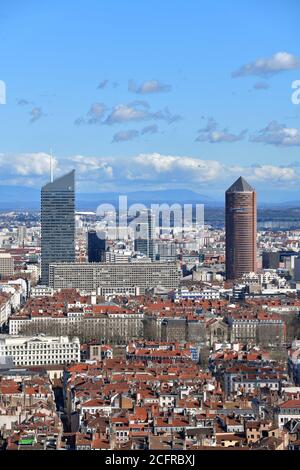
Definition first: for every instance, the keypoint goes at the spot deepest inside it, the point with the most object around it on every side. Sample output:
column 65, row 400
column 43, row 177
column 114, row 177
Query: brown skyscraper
column 240, row 227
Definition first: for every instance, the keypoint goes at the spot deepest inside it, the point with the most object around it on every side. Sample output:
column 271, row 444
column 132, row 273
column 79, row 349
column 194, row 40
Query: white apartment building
column 5, row 310
column 91, row 277
column 40, row 349
column 6, row 265
column 41, row 291
column 206, row 294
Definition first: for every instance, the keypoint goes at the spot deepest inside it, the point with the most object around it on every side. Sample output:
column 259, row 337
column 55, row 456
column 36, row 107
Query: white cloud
column 90, row 165
column 125, row 136
column 277, row 134
column 36, row 114
column 279, row 62
column 149, row 86
column 179, row 167
column 126, row 113
column 212, row 134
column 274, row 173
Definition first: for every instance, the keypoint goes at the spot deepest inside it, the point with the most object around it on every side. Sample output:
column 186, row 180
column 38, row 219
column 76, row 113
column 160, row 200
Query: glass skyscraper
column 57, row 223
column 240, row 227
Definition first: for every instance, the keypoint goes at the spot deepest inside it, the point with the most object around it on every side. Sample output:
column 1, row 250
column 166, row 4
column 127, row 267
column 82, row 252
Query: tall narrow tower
column 240, row 227
column 57, row 223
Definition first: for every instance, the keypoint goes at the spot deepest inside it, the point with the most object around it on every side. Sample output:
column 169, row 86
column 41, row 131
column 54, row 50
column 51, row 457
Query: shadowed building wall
column 240, row 226
column 57, row 223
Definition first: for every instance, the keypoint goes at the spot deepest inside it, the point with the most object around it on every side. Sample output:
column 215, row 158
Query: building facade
column 57, row 223
column 240, row 226
column 40, row 349
column 96, row 247
column 90, row 277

Exercise brief.
Pick out each line of the items above that contains the word "white", with case counting.

Full output.
Query: white apartment building
Query: white cloud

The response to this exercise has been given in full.